■ **The request**
Extract every line of the records that contains the word "turquoise". Case counts.

■ **Information supplied**
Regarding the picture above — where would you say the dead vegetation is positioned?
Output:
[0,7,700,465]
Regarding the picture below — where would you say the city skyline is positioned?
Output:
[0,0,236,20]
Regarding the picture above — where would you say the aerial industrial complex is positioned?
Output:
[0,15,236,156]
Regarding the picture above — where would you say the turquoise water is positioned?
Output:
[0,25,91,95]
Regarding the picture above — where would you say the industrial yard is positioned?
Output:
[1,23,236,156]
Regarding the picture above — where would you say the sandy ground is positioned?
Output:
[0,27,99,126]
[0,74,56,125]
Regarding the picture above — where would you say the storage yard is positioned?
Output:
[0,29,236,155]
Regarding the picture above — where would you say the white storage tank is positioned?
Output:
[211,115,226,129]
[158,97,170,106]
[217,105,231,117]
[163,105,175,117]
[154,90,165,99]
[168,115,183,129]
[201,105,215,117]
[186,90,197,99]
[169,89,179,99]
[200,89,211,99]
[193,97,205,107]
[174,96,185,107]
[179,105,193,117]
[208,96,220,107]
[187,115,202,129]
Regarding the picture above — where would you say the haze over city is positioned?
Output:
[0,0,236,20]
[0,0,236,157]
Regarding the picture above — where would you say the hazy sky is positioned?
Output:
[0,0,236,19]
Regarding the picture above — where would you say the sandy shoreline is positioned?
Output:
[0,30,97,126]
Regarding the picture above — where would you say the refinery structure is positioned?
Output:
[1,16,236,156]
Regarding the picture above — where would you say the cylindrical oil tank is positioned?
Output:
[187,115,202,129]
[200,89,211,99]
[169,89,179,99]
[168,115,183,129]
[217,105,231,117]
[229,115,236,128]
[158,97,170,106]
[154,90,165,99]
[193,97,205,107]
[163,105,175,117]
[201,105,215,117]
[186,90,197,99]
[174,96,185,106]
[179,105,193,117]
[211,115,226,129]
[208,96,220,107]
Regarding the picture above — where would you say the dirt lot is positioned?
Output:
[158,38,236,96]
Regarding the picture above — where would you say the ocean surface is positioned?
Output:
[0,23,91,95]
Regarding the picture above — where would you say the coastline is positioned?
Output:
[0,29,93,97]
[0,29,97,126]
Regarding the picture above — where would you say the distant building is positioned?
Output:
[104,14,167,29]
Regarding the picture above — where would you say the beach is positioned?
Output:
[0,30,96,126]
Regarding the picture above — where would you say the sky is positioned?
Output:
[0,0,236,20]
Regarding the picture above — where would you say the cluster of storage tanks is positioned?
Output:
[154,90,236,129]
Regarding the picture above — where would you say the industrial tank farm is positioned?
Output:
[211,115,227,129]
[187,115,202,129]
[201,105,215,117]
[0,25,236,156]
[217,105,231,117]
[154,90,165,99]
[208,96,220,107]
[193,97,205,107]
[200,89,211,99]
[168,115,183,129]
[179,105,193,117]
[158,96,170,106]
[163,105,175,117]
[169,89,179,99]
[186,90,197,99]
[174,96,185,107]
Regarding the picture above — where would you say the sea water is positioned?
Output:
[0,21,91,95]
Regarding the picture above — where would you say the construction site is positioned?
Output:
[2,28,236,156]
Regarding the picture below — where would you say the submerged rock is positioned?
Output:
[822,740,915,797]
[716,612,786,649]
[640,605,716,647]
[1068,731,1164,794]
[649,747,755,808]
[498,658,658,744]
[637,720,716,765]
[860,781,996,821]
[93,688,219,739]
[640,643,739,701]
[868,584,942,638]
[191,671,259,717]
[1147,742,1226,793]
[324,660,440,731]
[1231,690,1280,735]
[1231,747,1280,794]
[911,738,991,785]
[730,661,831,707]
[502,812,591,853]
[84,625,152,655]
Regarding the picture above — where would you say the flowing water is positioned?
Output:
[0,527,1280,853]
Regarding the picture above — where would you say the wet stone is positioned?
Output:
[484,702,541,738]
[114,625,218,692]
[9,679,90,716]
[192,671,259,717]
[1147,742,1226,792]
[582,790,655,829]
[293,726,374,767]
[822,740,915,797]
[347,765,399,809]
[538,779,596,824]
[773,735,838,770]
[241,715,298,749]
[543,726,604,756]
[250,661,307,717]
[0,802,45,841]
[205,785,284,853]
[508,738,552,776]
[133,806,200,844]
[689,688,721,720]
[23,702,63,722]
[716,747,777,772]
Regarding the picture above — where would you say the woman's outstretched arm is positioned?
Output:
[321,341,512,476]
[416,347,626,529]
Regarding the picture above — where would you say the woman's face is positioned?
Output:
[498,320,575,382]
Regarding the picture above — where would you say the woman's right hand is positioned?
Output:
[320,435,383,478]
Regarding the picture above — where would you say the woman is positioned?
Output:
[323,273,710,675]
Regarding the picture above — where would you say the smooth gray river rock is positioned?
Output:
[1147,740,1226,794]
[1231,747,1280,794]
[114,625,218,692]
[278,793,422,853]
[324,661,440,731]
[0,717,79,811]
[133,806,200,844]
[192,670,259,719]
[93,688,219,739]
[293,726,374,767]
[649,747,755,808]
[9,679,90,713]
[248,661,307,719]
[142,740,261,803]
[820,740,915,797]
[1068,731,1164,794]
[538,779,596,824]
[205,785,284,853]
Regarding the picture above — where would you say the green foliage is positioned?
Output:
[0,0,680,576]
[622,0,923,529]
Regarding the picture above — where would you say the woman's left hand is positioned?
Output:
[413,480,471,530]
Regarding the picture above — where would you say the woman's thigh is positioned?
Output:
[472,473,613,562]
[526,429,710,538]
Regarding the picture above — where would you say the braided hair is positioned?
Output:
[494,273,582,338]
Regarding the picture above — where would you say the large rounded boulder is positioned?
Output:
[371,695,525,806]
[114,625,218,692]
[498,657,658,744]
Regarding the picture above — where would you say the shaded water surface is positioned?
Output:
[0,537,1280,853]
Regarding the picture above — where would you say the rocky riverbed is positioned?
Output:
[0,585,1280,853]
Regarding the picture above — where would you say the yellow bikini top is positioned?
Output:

==

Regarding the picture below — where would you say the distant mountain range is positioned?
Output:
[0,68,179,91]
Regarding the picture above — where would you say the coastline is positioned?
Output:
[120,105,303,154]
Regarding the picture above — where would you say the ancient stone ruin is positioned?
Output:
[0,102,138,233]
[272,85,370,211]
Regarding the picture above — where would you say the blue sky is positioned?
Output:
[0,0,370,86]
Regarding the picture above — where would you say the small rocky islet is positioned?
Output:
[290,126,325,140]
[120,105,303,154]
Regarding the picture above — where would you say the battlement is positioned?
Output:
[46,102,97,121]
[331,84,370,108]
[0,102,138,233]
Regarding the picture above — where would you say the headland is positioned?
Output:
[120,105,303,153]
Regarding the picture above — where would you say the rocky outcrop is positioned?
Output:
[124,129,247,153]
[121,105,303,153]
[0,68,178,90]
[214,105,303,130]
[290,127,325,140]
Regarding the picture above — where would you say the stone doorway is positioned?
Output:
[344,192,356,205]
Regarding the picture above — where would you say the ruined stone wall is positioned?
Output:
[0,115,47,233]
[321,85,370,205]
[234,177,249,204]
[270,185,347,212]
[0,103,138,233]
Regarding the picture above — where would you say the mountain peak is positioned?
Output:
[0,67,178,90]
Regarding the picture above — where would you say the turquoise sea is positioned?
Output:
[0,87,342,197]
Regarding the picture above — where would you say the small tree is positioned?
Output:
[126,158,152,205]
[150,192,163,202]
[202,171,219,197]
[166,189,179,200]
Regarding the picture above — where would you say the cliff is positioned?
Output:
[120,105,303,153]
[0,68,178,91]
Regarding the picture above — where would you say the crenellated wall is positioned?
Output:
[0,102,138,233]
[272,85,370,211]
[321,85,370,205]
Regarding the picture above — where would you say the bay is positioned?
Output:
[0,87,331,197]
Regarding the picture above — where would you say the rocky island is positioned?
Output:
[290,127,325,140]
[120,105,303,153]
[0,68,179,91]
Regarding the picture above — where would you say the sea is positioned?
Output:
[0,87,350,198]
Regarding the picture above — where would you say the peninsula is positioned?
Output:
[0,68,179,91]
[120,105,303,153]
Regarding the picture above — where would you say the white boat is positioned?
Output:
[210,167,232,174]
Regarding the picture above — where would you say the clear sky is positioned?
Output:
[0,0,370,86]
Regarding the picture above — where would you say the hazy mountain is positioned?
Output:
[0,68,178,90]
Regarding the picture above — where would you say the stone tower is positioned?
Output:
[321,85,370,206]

■ **Full response**
Regarding the picture above — where would you say the turquoise water is positioned?
Regarding the picture above — where would you say the turquoise sea is positioned?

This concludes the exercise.